EXERCISE DIRECTIONS:
Select every line in the material below that contains the string "stamen", and copy each one out. Treat uppercase and lowercase as different.

(Point annotation dataset records)
════════════════
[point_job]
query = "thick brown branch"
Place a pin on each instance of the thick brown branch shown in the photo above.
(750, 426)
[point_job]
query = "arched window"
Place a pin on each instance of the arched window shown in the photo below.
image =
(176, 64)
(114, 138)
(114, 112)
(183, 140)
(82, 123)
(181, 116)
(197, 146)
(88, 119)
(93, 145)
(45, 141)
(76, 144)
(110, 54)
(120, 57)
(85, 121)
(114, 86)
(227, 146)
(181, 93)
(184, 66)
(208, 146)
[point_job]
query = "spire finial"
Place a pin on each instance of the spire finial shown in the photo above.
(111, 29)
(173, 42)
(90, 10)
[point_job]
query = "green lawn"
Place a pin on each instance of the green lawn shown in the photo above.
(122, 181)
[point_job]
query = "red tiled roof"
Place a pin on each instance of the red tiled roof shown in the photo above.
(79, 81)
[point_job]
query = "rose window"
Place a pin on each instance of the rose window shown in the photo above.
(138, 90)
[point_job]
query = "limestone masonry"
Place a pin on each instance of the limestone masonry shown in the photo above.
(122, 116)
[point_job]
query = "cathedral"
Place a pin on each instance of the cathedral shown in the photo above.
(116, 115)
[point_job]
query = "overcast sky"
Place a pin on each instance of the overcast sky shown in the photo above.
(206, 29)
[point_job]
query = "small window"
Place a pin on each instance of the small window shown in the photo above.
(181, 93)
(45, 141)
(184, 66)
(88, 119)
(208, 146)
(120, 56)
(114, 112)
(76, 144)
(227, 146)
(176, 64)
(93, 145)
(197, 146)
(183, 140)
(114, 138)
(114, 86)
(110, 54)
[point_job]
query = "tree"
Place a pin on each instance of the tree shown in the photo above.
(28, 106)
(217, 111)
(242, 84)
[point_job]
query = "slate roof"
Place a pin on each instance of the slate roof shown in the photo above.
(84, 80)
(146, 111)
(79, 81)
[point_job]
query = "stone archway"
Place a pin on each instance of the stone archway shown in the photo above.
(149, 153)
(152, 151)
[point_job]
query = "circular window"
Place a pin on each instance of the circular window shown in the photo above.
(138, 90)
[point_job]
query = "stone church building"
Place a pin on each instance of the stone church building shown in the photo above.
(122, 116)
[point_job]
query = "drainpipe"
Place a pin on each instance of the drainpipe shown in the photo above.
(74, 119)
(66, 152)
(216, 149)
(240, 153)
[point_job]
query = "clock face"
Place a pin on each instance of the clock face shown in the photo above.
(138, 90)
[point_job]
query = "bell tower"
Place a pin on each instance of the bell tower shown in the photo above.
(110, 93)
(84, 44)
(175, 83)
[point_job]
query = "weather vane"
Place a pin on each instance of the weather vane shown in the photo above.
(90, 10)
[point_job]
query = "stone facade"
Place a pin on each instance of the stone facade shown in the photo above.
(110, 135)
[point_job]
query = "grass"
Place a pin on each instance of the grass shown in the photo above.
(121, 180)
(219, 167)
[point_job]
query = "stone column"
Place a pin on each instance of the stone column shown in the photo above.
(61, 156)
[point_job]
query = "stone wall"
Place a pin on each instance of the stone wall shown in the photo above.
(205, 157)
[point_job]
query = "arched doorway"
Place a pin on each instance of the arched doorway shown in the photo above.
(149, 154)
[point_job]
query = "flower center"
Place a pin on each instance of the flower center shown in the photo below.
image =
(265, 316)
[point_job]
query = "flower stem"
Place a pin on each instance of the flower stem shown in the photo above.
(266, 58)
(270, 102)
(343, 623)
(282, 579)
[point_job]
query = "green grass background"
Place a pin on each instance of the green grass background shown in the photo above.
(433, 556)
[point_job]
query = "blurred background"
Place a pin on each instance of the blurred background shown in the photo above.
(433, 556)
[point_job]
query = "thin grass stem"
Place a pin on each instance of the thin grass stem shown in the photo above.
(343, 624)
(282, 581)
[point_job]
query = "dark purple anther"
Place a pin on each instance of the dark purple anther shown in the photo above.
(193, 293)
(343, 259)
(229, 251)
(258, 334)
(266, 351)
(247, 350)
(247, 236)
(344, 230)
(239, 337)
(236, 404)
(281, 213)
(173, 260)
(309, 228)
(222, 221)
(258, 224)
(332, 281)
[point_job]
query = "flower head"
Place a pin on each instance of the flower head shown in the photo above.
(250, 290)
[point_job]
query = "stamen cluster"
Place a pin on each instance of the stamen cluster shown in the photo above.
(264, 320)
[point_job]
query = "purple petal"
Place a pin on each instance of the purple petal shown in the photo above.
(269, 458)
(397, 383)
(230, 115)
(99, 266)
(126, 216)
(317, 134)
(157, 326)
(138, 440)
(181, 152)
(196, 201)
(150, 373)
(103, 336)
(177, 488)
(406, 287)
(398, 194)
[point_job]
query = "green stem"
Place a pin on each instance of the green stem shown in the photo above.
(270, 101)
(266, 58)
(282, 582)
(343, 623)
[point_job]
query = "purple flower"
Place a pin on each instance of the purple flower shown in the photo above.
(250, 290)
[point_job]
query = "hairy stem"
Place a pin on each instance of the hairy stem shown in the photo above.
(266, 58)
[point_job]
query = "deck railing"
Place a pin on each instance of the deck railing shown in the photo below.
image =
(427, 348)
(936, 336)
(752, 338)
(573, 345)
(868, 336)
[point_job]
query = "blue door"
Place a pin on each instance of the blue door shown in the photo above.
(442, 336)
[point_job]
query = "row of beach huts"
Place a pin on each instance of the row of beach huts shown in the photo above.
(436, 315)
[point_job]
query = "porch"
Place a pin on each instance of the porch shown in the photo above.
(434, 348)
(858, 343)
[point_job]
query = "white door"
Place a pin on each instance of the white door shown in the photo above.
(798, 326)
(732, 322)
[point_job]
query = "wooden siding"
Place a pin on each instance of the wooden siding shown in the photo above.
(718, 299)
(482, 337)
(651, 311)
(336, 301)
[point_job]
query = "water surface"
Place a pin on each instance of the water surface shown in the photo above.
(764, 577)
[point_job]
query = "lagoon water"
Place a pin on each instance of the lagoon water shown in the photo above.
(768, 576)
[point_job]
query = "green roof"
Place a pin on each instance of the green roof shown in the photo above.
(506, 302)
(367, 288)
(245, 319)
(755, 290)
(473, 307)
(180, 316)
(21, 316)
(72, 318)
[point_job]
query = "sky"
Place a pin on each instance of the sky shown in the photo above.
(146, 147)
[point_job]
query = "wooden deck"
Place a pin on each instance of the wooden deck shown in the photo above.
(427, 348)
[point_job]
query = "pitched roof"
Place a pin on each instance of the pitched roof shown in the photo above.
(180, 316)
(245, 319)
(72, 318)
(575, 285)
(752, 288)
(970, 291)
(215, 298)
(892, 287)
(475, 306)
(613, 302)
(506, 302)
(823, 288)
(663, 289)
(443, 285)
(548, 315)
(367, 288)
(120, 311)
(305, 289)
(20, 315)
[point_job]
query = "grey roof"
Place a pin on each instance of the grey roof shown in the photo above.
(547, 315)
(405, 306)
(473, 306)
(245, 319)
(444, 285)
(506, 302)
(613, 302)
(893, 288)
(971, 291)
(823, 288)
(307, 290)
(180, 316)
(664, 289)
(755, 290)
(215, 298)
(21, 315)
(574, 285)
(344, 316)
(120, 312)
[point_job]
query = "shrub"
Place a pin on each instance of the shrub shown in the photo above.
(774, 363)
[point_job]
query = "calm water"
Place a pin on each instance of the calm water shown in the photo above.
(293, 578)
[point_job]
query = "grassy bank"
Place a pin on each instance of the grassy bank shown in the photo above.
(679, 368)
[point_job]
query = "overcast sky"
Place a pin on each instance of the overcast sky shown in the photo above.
════════════════
EXERCISE OUTPUT:
query = "stamen cluster"
Place a pin on each instance of the stamen cluster shown in the photo above.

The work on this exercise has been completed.